ENTRIES:

(begin)

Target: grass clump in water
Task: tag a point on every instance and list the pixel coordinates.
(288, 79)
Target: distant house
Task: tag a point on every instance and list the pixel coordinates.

(end)

GIVEN EXERCISE: Write out all of these rows again, substituting "mark" for every "tag" and keeping everything else the same.

THE COMPLETED TASK:
Target: grass clump in water
Task: mark a point on every instance and list the pixel coordinates.
(288, 79)
Target: distant house
Task: mark a point on every instance and list the pixel coordinates.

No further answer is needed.